■ Document segment
※ ※ ※

13.02 Extra-Contractual Damages. Extra-contractual damages are defined as
punitive, statutory or compensatory damages due to the Ceding Company's
negligence, oppression, malice, fault, wrongdoing or bad faith in
connection with an award against the Ceding Company in excess of the limits
of the policy reinsured as a result of, but not limited to, an act,
omission or course of conduct committed solely by the Ceding Company in
connection with the benefits payable under a particular policy reinsured
under this Agreement.
13.03 Exception. Except as provided in Section 13.04 below, the Reinsurer shall
not be liable for any extra-contractual damages.
13.04 Assessment of Damages. The Reinsurer recognizes that circumstances may
arise under which the Reinsurer, in equity, should share, to the extent
permitted by law, in paying certain assessed damages. The Reinsurer may be
liable for any punitive, statutory or compensatory damages awarded or
assessed against the Ceding Company if the Reinsurer elected to join in the
contest, litigation or denial of the claim, in writing, and actively
directed, participated in, consented to or ratified an act, error, omission
or course of conduct of the Ceding Company that ultimately resulted in the
award or assessment of punitive, statutory or compensatory damages. The
extent of such sharing is dependent on the good faith assessment of
culpability in each case, but all factors being equal, the division of such
assessment would be in proportion to what impact the Reinsurer's opinion
had on such damages.
13.05 Legal Fees. If the Reinsurer has liability for damages as stated in
Section 13.04 above, the Reinsurer shall reimburse the Ceding Company for
its share of reasonable legal fees incurred in defense of punitive,
statutory or compensatory damages.
ARTICLE 14
Increase in Retention and Recapture
14.01 The reinsurance under this Agreement shall be maintained in force without
reduction except as specifically provided for in this Agreement.
14.02 The Ceding Company may increase its retention limit on new business being
issued at any time by giving written notice to the Reinsurer of the new
retention limit and the effective date of such increase.

※ ※ ※

■ Entries
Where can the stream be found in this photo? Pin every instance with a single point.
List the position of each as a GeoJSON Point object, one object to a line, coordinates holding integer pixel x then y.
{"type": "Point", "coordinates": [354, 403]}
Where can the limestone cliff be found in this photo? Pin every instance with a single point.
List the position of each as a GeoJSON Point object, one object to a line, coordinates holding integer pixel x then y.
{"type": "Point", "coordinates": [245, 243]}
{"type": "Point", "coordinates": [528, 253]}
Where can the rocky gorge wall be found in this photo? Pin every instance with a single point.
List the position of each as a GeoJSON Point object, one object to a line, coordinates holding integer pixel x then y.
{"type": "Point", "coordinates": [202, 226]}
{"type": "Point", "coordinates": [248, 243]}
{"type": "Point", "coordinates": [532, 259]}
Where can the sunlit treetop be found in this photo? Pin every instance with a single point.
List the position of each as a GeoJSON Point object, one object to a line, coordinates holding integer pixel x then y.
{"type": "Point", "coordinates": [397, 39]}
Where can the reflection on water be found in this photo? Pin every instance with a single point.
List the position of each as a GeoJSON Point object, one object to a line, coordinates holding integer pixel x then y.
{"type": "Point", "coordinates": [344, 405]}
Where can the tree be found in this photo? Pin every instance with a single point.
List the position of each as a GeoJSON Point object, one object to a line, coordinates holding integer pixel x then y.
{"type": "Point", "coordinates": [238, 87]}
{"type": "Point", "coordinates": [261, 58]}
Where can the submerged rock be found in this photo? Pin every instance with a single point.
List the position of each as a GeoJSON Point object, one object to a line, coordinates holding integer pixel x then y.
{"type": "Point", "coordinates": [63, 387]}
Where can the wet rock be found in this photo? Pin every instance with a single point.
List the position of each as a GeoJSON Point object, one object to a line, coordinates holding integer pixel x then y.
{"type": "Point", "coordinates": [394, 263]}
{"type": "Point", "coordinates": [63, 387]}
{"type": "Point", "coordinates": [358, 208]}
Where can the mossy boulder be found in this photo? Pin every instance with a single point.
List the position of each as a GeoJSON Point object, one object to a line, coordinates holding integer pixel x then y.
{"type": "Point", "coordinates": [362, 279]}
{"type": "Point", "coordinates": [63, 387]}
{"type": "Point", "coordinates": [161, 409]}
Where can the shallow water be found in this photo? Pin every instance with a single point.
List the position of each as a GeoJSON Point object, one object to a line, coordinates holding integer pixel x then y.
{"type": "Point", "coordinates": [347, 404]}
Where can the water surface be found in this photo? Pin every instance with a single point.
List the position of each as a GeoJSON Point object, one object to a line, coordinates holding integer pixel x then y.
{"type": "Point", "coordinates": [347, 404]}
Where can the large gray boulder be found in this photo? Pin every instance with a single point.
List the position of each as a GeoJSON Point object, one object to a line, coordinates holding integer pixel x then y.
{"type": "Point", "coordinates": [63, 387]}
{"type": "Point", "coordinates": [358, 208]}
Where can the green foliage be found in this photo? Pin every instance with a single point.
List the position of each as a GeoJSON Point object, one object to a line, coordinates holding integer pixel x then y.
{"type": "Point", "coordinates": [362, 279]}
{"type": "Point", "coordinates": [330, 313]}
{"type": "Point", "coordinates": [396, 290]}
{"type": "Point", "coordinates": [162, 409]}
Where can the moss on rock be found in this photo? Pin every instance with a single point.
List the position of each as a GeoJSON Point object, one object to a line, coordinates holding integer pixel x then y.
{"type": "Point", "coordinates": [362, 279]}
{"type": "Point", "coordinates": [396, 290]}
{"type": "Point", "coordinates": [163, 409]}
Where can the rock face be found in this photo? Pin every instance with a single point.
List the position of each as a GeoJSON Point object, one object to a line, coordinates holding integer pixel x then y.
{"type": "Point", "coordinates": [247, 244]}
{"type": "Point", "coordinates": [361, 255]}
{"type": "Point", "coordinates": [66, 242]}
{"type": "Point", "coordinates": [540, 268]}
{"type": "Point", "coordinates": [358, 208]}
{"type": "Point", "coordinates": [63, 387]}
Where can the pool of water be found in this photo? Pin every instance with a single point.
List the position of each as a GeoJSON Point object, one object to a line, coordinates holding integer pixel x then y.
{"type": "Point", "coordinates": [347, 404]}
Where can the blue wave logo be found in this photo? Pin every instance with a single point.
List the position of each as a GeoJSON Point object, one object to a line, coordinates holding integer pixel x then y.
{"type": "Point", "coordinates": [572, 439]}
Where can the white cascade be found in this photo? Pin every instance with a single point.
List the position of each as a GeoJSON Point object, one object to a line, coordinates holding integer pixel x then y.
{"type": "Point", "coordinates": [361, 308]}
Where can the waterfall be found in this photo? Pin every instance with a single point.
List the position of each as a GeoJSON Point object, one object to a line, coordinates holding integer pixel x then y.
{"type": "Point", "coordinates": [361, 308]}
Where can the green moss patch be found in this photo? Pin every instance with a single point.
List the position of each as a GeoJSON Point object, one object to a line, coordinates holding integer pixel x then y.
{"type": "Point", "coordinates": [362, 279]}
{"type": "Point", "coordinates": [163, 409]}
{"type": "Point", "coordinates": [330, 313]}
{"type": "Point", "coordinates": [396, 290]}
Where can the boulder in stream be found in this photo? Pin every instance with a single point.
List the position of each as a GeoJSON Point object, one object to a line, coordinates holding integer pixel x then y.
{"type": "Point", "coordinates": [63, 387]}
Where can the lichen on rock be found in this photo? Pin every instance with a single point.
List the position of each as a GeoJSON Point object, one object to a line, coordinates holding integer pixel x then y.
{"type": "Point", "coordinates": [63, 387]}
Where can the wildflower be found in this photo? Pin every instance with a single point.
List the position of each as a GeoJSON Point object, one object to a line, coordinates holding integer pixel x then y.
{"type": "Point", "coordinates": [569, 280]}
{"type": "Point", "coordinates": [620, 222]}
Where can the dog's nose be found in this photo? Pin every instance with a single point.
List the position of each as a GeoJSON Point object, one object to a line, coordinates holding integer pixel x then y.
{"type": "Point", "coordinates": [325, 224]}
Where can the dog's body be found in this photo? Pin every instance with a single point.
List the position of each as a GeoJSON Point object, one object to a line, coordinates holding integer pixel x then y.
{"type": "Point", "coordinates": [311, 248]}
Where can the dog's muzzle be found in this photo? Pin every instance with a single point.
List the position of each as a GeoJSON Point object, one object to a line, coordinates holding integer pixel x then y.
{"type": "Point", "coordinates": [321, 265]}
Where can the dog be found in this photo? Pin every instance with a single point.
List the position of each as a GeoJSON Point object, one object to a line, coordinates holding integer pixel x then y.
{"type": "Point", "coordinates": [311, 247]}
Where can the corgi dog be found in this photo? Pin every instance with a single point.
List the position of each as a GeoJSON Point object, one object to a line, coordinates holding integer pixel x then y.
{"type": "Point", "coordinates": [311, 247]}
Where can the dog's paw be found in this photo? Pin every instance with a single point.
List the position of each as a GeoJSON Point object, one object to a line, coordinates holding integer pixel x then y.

※ ※ ※

■ Required task 1
Revise the reinsurance agreement starting at "13.05 Legal Fees." and ending at "of such increase.", replacing "Reinsurer" with "Assuming Insurer".
■ Required task 2
Pick up the reinsurance agreement after its final sentence and carry it on.
The data come from a different source than the reinsurance agreement.

■ Exercise answer 1
13.05 Legal Fees. If the Assuming Insurer has liability for damages as stated in
Section 13.04 above, the Assuming Insurer shall reimburse the Ceding Company for
its share of reasonable legal fees incurred in defense of punitive,
statutory or compensatory damages.
ARTICLE 14
Increase in Retention and Recapture
14.01 The reinsurance under this Agreement shall be maintained in force without
reduction except as specifically provided for in this Agreement.
14.02 The Ceding Company may increase its retention limit on new business being
issued at any time by giving written notice to the Assuming Insurer of the new
retention limit and the effective date of such increase.

■ Exercise answer 2
14.03 The Ceding Company shall have the option of recapturing the reinsurance
under this Agreement in the event the Ceding Company increases its
retention limit. The Ceding Company may exercise its option to recapture by
giving written notice to the Reinsurer within ninety (90) days after the
effective date of the retention limit increase. If the recapture option is
not exercised within ninety (90) days after the effective date of the
retention limit increase, the Ceding Company may choose to recapture not
later than two (2) years after the date of retention limit increase.
14.04 If the Ceding Company exercises its option to recapture, then the
following rules apply:
a) The Ceding Company shall reduce all eligible reinsurance on each
individual risk on which it retained its retention limit for the age
and mortality rating that was in effect at the time the reinsurance
was ceded.
b) The Ceding Company shall increase its total amount of insurance on the
individual risk up to its new retention limit by reducing the amount
of reinsurance. If an individual risk is shared by more than one
reinsurer, the Reinsurer's percentage of the reduced reinsurance shall
be the same as the Reinsurer's initial percentage of the reinsurance
on the individual risk.
c) No reduction of reinsurance due to recapture shall occur until the
later of the following dates:
i) The policy anniversary date immediately following the effective
date the recapture program begins and
ii) The number of years stated in Schedule A starting with the
original "policy date."
14.05 Reinsurance shall not be eligible for recapture on an individual risk if
(a) the Ceding Company retained less than its retention limit for the age
and mortality rating in effect at the time the reinsurance was ceded to the
Reinsurer, or if (b) the Ceding Company did not retain any of the
individual risk.
14.06 In the event the Ceding Company overlooks any reduction in the amount of
reinsurance on a particular policy because of an increase in the Ceding
Company's retention limit, the acceptance by the Reinsurer of reinsurance
premiums under these circumstances shall not constitute a liability on the
part of the Reinsurer for such reinsurance. The Reinsurer shall be liable
only for a refund of premiums.
14.07 If there is a Waiver of Premium claim in effect when recapture takes
place, the Waiver of Premium shall continue in effect until the Waiver of
Premium claim terminates. The Reinsurer shall not be liable for any other
benefits, including the basic life risks that are eligible for recapture.
All such eligible benefits shall be recaptured as if there were no Waiver
of Premium Claim.
14.08 If there is an extension of that Waiver of Premium claim under the terms
of the Ceding Company's policy, the Reinsurer shall pay its share of the
Waiver of Premium claim, provided the Ceding Company continues to pay to
the Reinsurer all Waiver of Premium reinsurance premiums for the period
from the date of recapture.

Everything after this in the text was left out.